(Records contained in a dataset)
————————

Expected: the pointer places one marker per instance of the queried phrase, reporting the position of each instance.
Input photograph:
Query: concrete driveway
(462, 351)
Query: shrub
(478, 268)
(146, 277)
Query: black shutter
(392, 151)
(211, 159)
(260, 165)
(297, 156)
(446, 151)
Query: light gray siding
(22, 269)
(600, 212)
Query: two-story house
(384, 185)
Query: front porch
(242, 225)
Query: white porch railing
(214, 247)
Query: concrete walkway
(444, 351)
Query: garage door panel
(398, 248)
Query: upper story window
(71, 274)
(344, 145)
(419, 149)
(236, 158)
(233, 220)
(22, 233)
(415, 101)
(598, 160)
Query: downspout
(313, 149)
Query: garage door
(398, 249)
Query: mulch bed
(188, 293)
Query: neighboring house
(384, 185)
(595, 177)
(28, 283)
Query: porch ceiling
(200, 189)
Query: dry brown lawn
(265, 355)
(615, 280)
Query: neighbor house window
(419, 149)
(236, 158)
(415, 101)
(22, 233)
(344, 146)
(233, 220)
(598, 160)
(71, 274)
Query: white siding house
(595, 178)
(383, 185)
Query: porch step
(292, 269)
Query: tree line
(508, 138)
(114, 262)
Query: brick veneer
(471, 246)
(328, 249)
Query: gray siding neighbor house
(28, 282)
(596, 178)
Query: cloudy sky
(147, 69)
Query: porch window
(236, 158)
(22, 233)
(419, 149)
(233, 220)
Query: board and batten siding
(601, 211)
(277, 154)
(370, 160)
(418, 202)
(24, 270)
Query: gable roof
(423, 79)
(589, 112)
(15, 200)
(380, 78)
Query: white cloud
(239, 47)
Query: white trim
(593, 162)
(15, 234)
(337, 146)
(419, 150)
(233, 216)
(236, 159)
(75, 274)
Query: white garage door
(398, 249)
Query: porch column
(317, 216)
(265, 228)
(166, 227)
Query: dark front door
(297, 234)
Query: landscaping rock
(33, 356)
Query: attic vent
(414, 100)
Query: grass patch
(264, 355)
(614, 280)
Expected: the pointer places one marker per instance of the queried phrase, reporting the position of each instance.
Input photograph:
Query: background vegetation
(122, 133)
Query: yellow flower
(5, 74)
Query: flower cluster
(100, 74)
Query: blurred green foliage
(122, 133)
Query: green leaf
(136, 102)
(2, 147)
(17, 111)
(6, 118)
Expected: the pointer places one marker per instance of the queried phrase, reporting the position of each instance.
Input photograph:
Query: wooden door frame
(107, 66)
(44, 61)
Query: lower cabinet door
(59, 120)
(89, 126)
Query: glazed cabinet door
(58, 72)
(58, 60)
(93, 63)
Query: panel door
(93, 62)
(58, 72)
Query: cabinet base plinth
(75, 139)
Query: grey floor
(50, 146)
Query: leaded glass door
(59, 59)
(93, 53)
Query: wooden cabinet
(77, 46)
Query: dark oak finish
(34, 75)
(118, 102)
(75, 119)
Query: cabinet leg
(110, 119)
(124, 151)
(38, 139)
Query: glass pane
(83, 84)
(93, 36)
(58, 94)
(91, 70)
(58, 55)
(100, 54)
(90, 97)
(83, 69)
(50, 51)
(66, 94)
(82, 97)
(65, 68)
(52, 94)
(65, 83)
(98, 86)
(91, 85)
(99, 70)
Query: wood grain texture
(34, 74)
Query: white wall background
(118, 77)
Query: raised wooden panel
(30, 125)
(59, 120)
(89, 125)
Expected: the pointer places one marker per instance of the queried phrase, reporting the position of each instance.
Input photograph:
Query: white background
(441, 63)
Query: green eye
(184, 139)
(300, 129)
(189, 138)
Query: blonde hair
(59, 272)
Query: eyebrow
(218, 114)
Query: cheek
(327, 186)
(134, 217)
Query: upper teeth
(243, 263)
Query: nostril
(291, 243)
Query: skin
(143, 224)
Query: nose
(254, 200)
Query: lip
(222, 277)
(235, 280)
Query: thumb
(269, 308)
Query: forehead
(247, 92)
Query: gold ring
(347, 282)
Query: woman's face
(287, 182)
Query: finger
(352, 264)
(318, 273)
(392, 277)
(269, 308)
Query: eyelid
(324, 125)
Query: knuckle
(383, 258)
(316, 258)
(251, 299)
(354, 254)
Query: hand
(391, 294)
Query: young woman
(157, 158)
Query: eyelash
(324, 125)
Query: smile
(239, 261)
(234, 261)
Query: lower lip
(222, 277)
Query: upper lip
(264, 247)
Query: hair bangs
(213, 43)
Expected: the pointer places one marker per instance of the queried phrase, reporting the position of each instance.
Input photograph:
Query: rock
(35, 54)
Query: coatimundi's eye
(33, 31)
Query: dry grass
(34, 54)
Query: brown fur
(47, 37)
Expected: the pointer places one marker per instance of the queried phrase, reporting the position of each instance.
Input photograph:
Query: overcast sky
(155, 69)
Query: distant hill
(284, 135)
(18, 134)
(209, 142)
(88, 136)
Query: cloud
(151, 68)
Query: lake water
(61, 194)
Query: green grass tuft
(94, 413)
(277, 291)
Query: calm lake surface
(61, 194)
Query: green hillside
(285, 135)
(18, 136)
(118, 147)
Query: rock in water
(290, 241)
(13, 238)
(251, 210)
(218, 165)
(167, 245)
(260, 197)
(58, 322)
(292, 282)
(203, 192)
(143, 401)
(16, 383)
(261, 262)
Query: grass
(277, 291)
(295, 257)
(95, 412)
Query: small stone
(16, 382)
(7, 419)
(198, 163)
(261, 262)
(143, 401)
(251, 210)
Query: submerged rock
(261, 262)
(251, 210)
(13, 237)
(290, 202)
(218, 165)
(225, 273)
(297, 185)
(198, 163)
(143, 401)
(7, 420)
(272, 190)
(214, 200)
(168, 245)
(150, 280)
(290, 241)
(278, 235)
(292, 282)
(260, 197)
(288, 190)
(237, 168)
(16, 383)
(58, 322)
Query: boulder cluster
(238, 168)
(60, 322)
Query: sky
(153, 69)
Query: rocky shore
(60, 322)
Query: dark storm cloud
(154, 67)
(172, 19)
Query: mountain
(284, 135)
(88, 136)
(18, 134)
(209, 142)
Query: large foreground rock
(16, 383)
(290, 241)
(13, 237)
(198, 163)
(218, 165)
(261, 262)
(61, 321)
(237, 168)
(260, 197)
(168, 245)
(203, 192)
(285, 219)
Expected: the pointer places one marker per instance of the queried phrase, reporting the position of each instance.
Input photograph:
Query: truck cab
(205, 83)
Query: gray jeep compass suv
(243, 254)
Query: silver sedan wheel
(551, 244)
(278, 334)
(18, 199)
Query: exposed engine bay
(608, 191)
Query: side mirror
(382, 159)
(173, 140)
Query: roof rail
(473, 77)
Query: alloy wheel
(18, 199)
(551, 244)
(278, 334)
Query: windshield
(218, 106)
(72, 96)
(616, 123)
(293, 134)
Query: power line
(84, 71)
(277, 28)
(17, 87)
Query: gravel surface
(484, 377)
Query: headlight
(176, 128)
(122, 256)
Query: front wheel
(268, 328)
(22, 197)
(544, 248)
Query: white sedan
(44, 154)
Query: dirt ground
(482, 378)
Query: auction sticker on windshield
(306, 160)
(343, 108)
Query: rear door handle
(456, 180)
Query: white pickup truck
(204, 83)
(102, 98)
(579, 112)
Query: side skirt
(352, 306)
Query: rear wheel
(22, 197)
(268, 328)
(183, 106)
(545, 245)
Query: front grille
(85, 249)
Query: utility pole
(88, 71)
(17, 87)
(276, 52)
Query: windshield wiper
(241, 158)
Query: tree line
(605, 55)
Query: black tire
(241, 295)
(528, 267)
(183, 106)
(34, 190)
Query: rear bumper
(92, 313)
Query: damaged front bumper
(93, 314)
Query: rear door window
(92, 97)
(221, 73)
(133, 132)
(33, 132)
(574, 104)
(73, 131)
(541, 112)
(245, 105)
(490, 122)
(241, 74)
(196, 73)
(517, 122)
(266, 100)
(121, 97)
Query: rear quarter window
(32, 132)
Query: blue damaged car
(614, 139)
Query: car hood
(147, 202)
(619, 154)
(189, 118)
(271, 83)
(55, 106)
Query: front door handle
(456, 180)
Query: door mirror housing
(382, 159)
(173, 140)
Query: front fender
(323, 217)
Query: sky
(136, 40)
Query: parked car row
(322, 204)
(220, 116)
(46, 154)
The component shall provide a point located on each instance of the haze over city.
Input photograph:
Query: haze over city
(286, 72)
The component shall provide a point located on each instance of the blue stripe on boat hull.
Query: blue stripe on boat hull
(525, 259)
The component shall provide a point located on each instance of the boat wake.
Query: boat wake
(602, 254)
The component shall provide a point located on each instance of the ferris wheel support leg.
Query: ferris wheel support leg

————————

> [ASSIGNED TASK]: Give exactly, and nothing besides, the lines from the one in which "the boat wake." occurs through the end of the records.

> [COMPLETED EXERCISE]:
The component shall provide a point located on each instance of the boat wake.
Query: boat wake
(602, 254)
The component shall provide a point located on each instance of the ferris wheel support leg.
Query: ferris wheel support leg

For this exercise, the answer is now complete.